## WHAT TO DO
Copy each of the rows below word for word, leaving the pictures out of your answer.

## GIVEN RECORDS

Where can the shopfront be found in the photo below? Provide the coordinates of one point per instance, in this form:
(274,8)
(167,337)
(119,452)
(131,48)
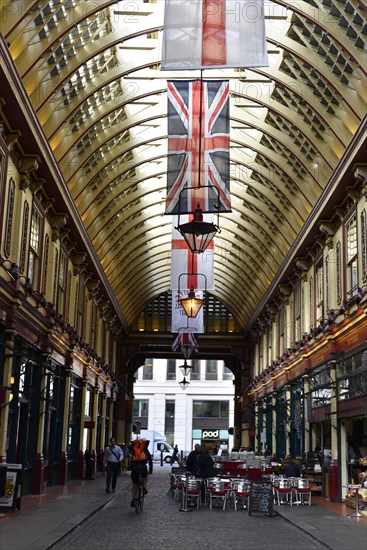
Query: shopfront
(211,440)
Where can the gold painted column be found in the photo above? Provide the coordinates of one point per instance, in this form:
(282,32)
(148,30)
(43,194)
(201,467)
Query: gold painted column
(65,423)
(7,398)
(39,466)
(80,467)
(274,427)
(287,425)
(334,465)
(306,420)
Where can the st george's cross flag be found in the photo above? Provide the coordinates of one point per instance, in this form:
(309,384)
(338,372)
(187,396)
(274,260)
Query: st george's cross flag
(198,146)
(184,339)
(203,34)
(187,268)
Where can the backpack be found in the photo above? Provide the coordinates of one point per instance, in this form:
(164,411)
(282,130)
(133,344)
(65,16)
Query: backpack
(139,449)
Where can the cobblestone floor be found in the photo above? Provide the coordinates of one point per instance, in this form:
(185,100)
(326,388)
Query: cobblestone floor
(162,525)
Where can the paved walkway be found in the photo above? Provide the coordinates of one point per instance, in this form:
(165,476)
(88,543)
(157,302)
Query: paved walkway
(66,517)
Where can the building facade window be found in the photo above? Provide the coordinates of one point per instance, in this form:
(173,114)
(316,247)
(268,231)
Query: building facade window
(141,411)
(351,259)
(9,218)
(46,253)
(23,251)
(311,303)
(148,369)
(210,409)
(171,369)
(34,247)
(298,312)
(61,284)
(364,245)
(319,292)
(68,290)
(170,408)
(227,373)
(88,408)
(54,282)
(338,273)
(195,370)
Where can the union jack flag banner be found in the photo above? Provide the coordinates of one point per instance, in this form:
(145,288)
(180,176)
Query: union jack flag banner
(183,339)
(183,261)
(198,146)
(179,318)
(203,34)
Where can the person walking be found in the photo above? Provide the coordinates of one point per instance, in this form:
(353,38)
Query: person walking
(192,459)
(204,470)
(113,458)
(175,457)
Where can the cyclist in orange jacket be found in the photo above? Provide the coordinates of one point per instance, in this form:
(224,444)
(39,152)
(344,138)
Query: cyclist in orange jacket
(140,458)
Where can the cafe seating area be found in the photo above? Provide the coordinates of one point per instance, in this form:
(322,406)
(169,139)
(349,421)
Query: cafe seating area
(224,491)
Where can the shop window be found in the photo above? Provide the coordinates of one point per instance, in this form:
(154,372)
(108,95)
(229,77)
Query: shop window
(23,250)
(321,384)
(170,408)
(148,369)
(351,257)
(211,372)
(171,369)
(34,246)
(9,218)
(211,409)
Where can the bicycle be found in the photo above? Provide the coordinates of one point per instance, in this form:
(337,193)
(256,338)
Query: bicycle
(139,499)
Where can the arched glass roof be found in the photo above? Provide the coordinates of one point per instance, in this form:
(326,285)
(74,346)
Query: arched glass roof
(92,72)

## SOLUTION TO THE PROBLEM
Where can the shopfront be found in the photo below? Provide the coordinates of one point per instance, in this form:
(274,8)
(167,337)
(119,452)
(131,48)
Query: shopfront
(211,440)
Where can the gold painted column be found in the photo above? Provide the coordinates of one point per instance, in this form:
(282,32)
(148,30)
(43,194)
(201,467)
Query: gold painted column
(65,423)
(7,398)
(39,466)
(80,467)
(274,427)
(287,425)
(334,465)
(306,420)
Where can the st george's cross flag be found in the photo above? Provide the coordinates of one point per instance, in this form:
(309,384)
(338,372)
(187,396)
(274,260)
Query: st george's cross flag
(198,146)
(184,339)
(203,34)
(187,268)
Where can the backpack be found in the photo above? Provide the coordinates of one point per instance, in this form:
(164,411)
(282,130)
(133,344)
(65,16)
Query: backpack
(139,449)
Where can the cobblestone floor be found in the photo above? Provide the coordinates of one point per instance, in this form:
(185,100)
(326,388)
Query: cobblestone floor
(162,525)
Where can the paved walkway be found in the photo above? Provide the coordinates of one point per instance, in this form:
(165,476)
(88,543)
(157,302)
Query: paved walkway
(66,517)
Where can the building facade window be found in the photo above? Provide the coordinates of one point per instance, in this form:
(173,114)
(316,247)
(268,231)
Query: building facade window
(141,411)
(351,259)
(9,218)
(46,253)
(23,251)
(311,303)
(148,369)
(210,409)
(171,369)
(34,247)
(298,312)
(61,284)
(364,245)
(319,292)
(68,290)
(170,408)
(227,373)
(88,408)
(54,282)
(338,273)
(195,370)
Where can the union jack flag banner be found in the photo above? Provide the coordinates of one point per instance, in this form:
(145,288)
(180,176)
Query: union jack flag banner
(183,339)
(183,261)
(198,146)
(179,318)
(203,34)
Where can the person walking be found in the photo above? Provide the coordinates of one point per instance, in this form:
(353,38)
Query: person walking
(192,459)
(204,470)
(113,458)
(175,457)
Where can the cyclist in orange jacket be found in the photo above? Provide the coordinates of one point per instance, in this form:
(224,444)
(39,152)
(344,138)
Query: cyclist in orange jacket
(140,458)
Where can the cafe seating area be found in the photo above? Provide the coordinates of one point per instance, in this form:
(322,406)
(169,139)
(349,421)
Query: cafe seating area
(224,491)
Where can the shop window be found in the photo above? Provide the coordinates of one point per instance, in this form:
(154,372)
(108,95)
(229,77)
Query: shop window
(23,250)
(321,384)
(170,408)
(148,369)
(351,257)
(211,372)
(171,369)
(34,246)
(9,218)
(211,409)
Where can the bicycle be found in the photo above? Provide the coordinates of one point per instance, in this form:
(337,193)
(256,338)
Query: bicycle
(139,499)
Where can the arched glass roof be found in the photo above? Provide the coordinates of one point per instance, in this form:
(326,285)
(74,346)
Query: arched glass roof
(92,72)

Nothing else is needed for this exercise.